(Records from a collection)
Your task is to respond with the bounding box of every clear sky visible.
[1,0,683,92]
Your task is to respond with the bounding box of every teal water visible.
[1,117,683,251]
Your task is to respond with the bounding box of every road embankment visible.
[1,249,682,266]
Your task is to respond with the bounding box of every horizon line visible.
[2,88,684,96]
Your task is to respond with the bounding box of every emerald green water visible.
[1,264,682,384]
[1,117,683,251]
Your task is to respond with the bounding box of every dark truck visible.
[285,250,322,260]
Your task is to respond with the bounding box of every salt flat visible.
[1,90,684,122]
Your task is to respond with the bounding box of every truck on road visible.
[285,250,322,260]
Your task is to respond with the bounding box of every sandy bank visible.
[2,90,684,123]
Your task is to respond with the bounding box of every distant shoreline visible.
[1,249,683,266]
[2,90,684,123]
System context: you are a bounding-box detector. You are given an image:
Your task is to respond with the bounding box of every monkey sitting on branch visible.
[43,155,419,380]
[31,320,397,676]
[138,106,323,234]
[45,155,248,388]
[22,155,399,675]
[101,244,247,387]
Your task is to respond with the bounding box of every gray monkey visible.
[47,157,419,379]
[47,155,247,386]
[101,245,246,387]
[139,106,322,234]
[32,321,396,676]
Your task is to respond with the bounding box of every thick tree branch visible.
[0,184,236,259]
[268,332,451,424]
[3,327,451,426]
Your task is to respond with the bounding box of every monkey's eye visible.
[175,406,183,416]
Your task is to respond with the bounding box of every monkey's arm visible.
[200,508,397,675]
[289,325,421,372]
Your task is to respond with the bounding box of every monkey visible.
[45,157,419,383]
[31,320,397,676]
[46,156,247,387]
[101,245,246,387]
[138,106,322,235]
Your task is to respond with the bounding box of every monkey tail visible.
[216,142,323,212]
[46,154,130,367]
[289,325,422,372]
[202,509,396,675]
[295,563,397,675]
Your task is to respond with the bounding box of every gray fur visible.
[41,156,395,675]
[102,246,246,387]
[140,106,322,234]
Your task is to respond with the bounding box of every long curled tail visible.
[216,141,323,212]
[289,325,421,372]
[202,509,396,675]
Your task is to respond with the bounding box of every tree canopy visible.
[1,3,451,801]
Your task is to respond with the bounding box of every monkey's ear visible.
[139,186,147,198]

## TASK STATEMENT
The expected output is the complete data, repeated exactly.

## YOUR SOLUTION
Your task is to respond with the bounding box of every clear sky visible.
[1,0,683,92]
Your task is to respond with the bounding box of every teal water visible.
[1,117,683,251]
Your task is to respond with the bounding box of every road embankment visible.
[1,249,682,266]
Your task is to respond with the bounding box of every horizon line visible.
[2,88,684,96]
Your task is to respond with the bounding box of every emerald green water visible.
[1,264,682,384]
[1,117,683,251]
Your task is to respond with the bounding box of every dark truck visible.
[285,250,322,260]
Your task is to respond with the bounding box of every salt flat visible.
[1,90,684,122]
Your task is to respond with the bounding box of every truck on road visible.
[285,250,322,260]
Your task is to respond with the bounding box of every sandy bank visible.
[2,90,684,123]
Your task is to respond with the bounding box of every distant shoreline visible.
[1,249,683,266]
[2,90,684,123]
System context: you are a bounding-box detector. You are given an image:
Your task is to respond with the bounding box of every monkey sitting on branch visible.
[43,155,419,380]
[31,320,397,676]
[138,106,323,234]
[45,155,248,388]
[22,155,399,675]
[101,244,247,387]
Your task is to respond with the bounding box of every gray monkey visible.
[47,157,419,379]
[47,155,247,386]
[101,245,246,387]
[139,106,322,234]
[32,321,396,676]
Your task is to respond with the bounding box of every thick tree branch visible.
[0,184,236,259]
[268,332,451,424]
[3,327,451,426]
Your task is to respond with the bounding box of every monkey's eye visible.
[175,406,183,416]
Your task is to respond with the bounding box of every monkey's arm visible.
[200,508,397,675]
[289,325,421,372]
Your task is to respond with the bounding box of every monkey visible.
[45,157,419,383]
[31,320,397,676]
[46,156,247,387]
[101,245,246,387]
[138,106,322,235]
Your task is to respond with the bounding box of every monkey tail visible.
[216,142,323,212]
[46,154,130,367]
[289,325,422,372]
[202,509,396,675]
[295,563,397,675]
Your task is to respond with the bounding box of every gray fur visible.
[41,156,395,675]
[102,246,246,387]
[140,106,322,234]
Your task is to respond with the bounding box of every long curled tail visible.
[216,141,323,212]
[289,325,421,372]
[202,509,396,675]
Your task is to respond with the bounding box of every tree canopy visible.
[1,3,451,801]
Your task is to respond with the bounding box of every monkey's ear visible.
[139,186,147,198]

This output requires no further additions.